Aim of the task =>
Copy out every line of the records below word for word. Leave out the pictures.

★ ★ ★ ★ ★

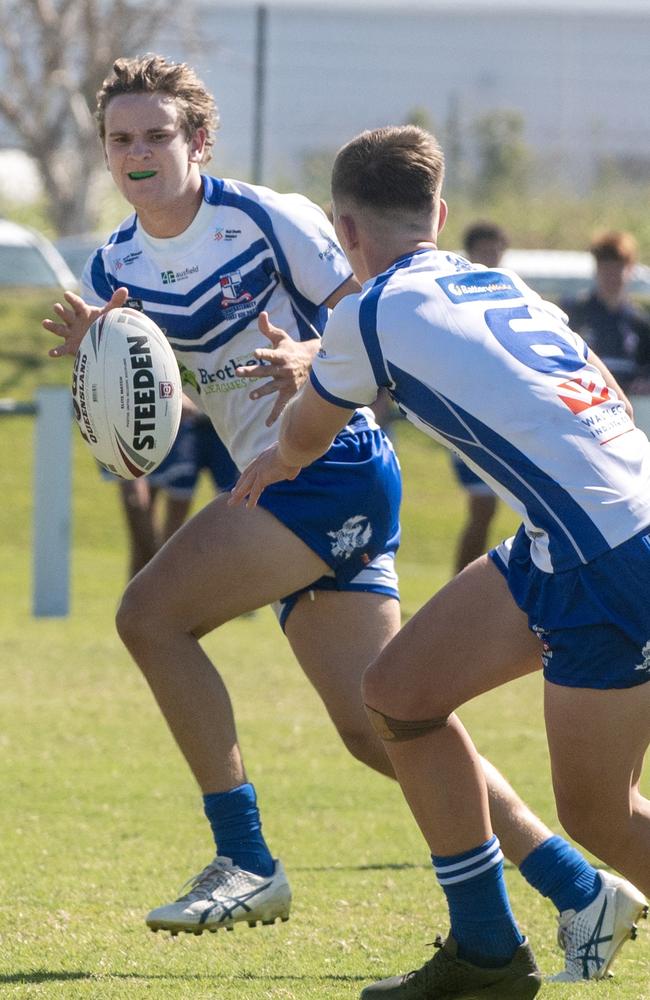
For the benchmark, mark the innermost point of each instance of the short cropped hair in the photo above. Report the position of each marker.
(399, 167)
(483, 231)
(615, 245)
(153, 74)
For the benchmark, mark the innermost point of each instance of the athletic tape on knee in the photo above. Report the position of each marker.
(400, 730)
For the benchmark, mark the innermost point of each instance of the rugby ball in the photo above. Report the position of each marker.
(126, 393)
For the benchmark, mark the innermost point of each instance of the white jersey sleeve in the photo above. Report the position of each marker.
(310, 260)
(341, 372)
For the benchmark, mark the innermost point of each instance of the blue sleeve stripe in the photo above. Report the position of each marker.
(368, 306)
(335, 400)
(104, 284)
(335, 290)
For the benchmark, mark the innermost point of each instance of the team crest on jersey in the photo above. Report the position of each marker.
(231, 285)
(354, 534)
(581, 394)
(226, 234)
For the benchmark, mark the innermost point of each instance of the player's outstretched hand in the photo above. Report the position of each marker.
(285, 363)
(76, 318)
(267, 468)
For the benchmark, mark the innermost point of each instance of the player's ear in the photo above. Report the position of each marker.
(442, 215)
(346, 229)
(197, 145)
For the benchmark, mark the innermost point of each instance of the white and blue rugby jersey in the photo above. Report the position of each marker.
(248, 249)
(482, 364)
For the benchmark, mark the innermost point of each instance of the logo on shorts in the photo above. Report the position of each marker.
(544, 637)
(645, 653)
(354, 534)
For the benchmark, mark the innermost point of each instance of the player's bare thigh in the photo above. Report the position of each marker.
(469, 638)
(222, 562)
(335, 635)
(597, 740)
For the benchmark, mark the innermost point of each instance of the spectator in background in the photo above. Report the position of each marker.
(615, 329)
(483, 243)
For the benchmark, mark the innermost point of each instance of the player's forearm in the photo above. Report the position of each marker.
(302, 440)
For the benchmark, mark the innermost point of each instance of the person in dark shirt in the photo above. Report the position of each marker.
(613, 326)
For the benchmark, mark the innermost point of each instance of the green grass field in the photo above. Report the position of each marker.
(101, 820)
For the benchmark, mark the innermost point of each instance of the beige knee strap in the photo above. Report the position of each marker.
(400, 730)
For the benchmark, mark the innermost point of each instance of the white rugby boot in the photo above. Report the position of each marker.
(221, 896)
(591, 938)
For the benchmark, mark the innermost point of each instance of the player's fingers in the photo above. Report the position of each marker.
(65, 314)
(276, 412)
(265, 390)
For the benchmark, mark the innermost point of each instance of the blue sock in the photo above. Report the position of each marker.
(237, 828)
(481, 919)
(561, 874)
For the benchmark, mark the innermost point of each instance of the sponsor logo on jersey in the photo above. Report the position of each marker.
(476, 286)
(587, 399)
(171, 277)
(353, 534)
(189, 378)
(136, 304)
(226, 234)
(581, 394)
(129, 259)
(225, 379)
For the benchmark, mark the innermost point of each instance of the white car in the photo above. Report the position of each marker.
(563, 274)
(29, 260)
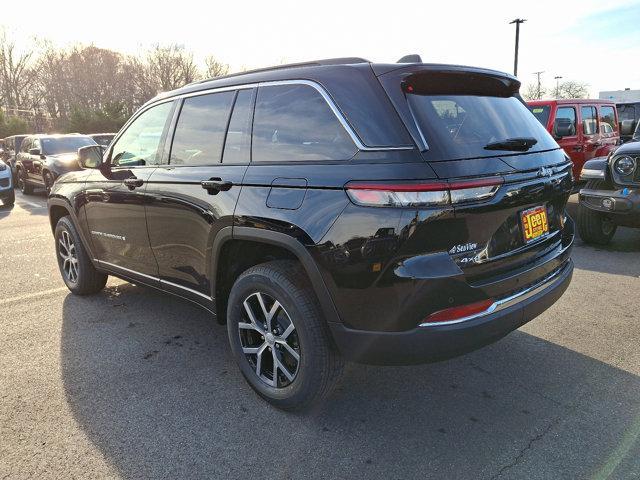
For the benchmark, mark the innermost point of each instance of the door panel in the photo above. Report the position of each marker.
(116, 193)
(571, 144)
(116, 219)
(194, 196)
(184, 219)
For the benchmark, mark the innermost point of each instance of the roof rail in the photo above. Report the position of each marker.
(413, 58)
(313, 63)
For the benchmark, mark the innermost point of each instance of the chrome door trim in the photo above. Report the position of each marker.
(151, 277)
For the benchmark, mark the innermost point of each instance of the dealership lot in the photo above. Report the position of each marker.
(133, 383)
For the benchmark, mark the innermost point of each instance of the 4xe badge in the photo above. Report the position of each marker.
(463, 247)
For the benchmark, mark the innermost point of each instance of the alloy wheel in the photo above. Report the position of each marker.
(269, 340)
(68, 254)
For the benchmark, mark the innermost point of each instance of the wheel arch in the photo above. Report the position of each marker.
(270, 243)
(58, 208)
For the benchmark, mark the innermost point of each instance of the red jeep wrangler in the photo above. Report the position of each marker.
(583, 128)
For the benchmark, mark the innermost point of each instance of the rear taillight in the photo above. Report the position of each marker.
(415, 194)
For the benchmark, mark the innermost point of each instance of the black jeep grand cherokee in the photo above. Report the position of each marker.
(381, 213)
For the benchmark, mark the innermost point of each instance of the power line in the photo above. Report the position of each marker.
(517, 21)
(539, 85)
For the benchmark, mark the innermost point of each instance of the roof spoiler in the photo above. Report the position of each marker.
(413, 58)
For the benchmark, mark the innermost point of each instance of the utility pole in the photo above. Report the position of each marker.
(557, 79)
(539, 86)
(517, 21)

★ ★ ★ ★ ★

Answer for this exercise =>
For the benchmark, mark the innermost point of each instance of the short cropped hair in the photo above. Report the position of each marker.
(399, 167)
(483, 231)
(615, 245)
(153, 74)
For the benchmark, mark the innermost point of each instance of the athletic tape on knee in the photo above. Report the position of each marker.
(400, 730)
For the benchmark, mark the innermost point of each instance of the rugby ball in the photo above. Report the position of each marker.
(126, 393)
For the benchmark, mark the innermost point of each instance of the white jersey sleeve in the photo above. Report the position of each marker.
(310, 260)
(341, 372)
For the benchmark, mark the innermost point of each instance of the blue sleeve stripe in the photo above. Report the position of each marker.
(368, 306)
(335, 400)
(104, 284)
(335, 290)
For the benchmark, mark the innermost point of each instance of the team crest on jersey in the photo above. Report the position of each marker.
(231, 285)
(354, 534)
(581, 394)
(226, 234)
For the benchmark, mark the innermost point of each instance of the player's outstretched hand in the photo above. Report the position of each marker.
(285, 363)
(76, 318)
(267, 468)
For the benchmark, mark the innermost point of each instance of the player's ear in the photo above. Report the position of each marker.
(442, 215)
(346, 229)
(197, 145)
For the benchmark, mark the innermost point of each instance of the white and blue rugby jersey in the photo above. Report the position of each marker.
(248, 249)
(482, 364)
For the benchmark, mark the innermost point of each instance of the logo on shorts in the photo above. Report the position of each marker.
(544, 637)
(645, 653)
(354, 534)
For the benchmark, mark the innermost point of each instance of the player's bare thigh in the photo above. Report the position of each marker.
(469, 638)
(222, 562)
(335, 635)
(597, 740)
For the benchmark, mark the innermost point of each instance of the spectator in background in the photo above. Report the position of each marker.
(615, 329)
(483, 243)
For the benchmark, mark the innermost point of each instance of the player's forearm in the photo above. Report the position of each marker.
(302, 440)
For the benchmark, mark the innermost point of each instance of the person in dark shirt in the photo above. Report the position of each marker.
(613, 326)
For the benchmark, mark the innermost point of each instance of the green grass field in the photo above. Report the position of each marker.
(101, 820)
For the benchmark, mark the innermost point of each instance of the beige knee strap in the photo above. Report the position of each marker.
(400, 730)
For the benchmark, mark the innermost point of each instance of the white rugby boot in the photo above. Report the position of each marker.
(221, 896)
(591, 938)
For the benchmark, mark the innermost point of each instance of the player's fingers in the photo above. Report the position of each marker.
(65, 314)
(276, 412)
(265, 390)
For the benchmark, mark the innermost point of each instance of the blue sock in the photo above. Report the position of each marker.
(237, 828)
(481, 919)
(561, 874)
For the benchmark, mark the innermost point of each instance of the sponsor logo on jersey in the photo above. Report the position of each marker.
(476, 286)
(587, 399)
(171, 277)
(353, 534)
(189, 378)
(136, 304)
(226, 234)
(581, 394)
(129, 259)
(225, 379)
For the benchmark, mark the innermost point of each instance of the white car in the photo above. Report the position of each marker.
(563, 274)
(29, 260)
For the benchmark, mark the innermost point of each instance of the door panel in the photo above. Report the position of each marker.
(116, 193)
(571, 144)
(116, 219)
(194, 196)
(184, 219)
For the benchmark, mark the innermost point of each instance of the roof rail in the photo above. Report the position of each marker.
(413, 58)
(313, 63)
For the benchmark, mark the innermost point of each instance of the chrome door trim in the photo above. Report the position of each marker.
(151, 277)
For the benchmark, mark the innermost point of each instance of the dealership lot in the photo above. Report the position of each marker.
(133, 383)
For the benchmark, mark the innermost point of each instance of the 4xe badge in the photo above. Report the position of each marker.
(463, 247)
For the benchmark, mark the innermost point of each instance of the alloy wheel in the photo above. Report the position of each marker.
(269, 340)
(68, 254)
For the benchmark, mark the innermost point of each instance of the wheel arch in the photo above. Report the position of each marker.
(270, 243)
(58, 208)
For the benchmark, mark the innermost point of each instance of the red jeep wrangler in the photo above. Report the position of each marker.
(583, 128)
For the benchmark, mark the innermost point of each instance of the rear taillight in the photo above. Report the position of each marker.
(415, 194)
For the benchmark, mark the innermost point of each instance of the black jeep grand cherokee in the photo above. Report the position of each marker.
(381, 213)
For the benchmark, mark the innermost point of each instance of the power line in the photo above. Report the position of each marker.
(517, 21)
(539, 85)
For the benchmark, mark the innermost point of each instance of the roof spoiler in the photo above. Report the position of each marker.
(413, 58)
For the benchmark, mark the innermost point of each instance of the utility pole in the photo above. Report the position of each marker.
(557, 79)
(539, 86)
(517, 21)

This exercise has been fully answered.